An oasis of peace behind the car park.

Marbled White butterfly sipping nectar from Red Clover in White Field today

Dyrham Park can get very busy – especially in the school holidays – I took a picture of the car park before lunchtime today just to give some idea of how crowded it can be with hundreds of visitors walking down the steep approach towards the house. But there’s one part of the grounds where you can pretty well guarantee a bit of peace and quiet. Today we spent over an hour there plant hunting and we didn’t see a soul.

White Field is a wildflower meadow where, in the late spring and early summer, you can find three species of orchid growing without leaving the mown paths. To be fair, it’s not particularly easy to find, tucked away behind the car park and technically outside the grounds behind a high deer fence, but it’s a lovely spot in which to learn to identify many of our most attractive wildflowers. But don’t leave your visit much beyond mid July because it’s mown off and the hay baled and taken away as part of a management programme. These wildflowers actually prefer poor soil and a single dose of artificial fertilizer could cause irreparable harm allowing rank weeds and grasses to choke out their more delicate cousins.

This was the first place we saw Marbled White butterflies and they really are very beautiful; but why here and not, for example on any old grass verge? The food plant – the one which the caterpillars feed on – is a group of grass species collectively called Red Fescue – which is common across the whole country but there are several other food plants as well. So it’s not the food plant alone but some other factor too. The butterflies display a preference for purple flowers and the distribution maps suggest that unimproved grassland is one important factor. So White Field fits the bill perfectly; unimproved grassland on Cotswold limestone with masses of purple flowers; not least Knapweed, Clover, Meadow Cranesbill, Selfheal and lots of orchids. The sad truth is that the butterfly is as rare as unimproved grassland and we’ve ploughed up and poisoned over 90% of our wildflower meadows in the last fifty years. Anyway, they were there on White Field in abundance today and they were a joy to find.

◆ EXTRACTED RECORDS
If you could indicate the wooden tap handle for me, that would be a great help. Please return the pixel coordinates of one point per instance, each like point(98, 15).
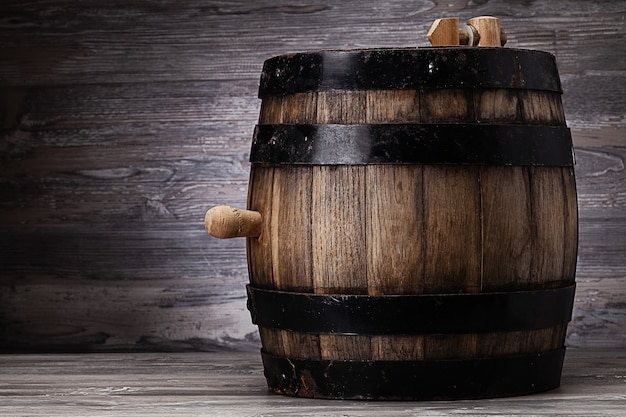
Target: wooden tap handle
point(479, 31)
point(489, 29)
point(225, 222)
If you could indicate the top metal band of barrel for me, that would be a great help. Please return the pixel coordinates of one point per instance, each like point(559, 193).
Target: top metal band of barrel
point(471, 144)
point(409, 69)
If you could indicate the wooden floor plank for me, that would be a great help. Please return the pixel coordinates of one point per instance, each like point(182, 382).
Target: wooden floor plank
point(232, 384)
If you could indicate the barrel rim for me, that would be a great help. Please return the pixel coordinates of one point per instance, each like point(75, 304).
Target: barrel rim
point(395, 314)
point(409, 68)
point(412, 143)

◆ WRITTEN TASKS
• 1. In the piece about White Field meadow, explain why a single dose of artificial fertilizer could do lasting harm there. Answer in one to three sentences.
• 2. List every purple flower that the piece about White Field meadow names as growing there in abundance.
• 3. Carry on the piece about White Field meadow from its final sentence.

◆ RESULTS OF THE EXERCISE
• 1. The wildflowers in White Field prefer poor soil. A single dose of artificial fertilizer could cause irreparable harm by letting rank weeds and grasses choke out the more delicate wildflowers.

• 2. Knapweed, Clover, Meadow Cranesbill, Selfheal, orchids

• 3.
The field which on our last visit was golden and white with Rough Hawksbeard and Oxeye Daisies looked more brown and shriveled today, but if you looked between the straw coloured mature grasses there were hundreds of Pyramidal Orchids, Oxeye daisies, a few Rough Hawksbeard clinging on, Knapweed, Selfheal and Meadow Cranesbill plants at the edges as well as Birdsfoot, Clovers, Hogweed and Ragwort. Lots to look at and enjoy including Ribwort Plantain, Red Fescues, Timothy grass, Cocksfoot and loads of other grasses I’ve never got to grips with. Altogether a rewarding end of season walk with fabulous views out towards the River Severn and down as far as the Mendip hills.

Rain starts play!

Freed from watering the outside allotment by some decent rain last night we lingered in bed reading, watered the greenhouse and polytunnel, shot down to the supermarket to get canned food for the campervan stores and then off to Dyrham Park in search of orchids. It’s been a difficult drought season, demanding all our effort to keep the young plants alive. Apparently the tomatoes don’t set fruit when the temperature rises above 27C, although we’ve not found a big difference so far. It’s a mad year when we have almost ready aubergines and courgettes in the tunnel but the outdoor broad beans have been decimated by blackfly due to the unaccountable absence of their usual predators – almost certainly down to heavy mortality among them in the cold wet early spring. In particular, ladybirds have been noticeably absent. We’ve been spraying with a neem oil and soap mix with limited success on the broad beans, but with a slightly better result on the asparagus which is being attacked by asparagus beetles. Neem oil is certified for organic use but it really stinks and is unpleasant to spray. It also tends to clog the sprayer so it’s far from ideal. Our conclusion is to revert to sowing Aquadulce Claudia beans in October, plant them out in early November and then protect them from strong winds and prolonged frosts. They usually look a mess in early spring but they tiller freely and give a good early crop when there’s almost nothing else to eat.

So once we arrived in the park we very slowly searched all the familiar places for orchids. We didn’t have to look far for Pyramidal orchids – Anacamptis pyramidalis – there were hundreds of them, smaller but substantial numbers of Common Spotted – Dactylorhiza fuchsii , some of them very pale, and just a single Bee orchid – Ophryis apifera – far fewer than last year.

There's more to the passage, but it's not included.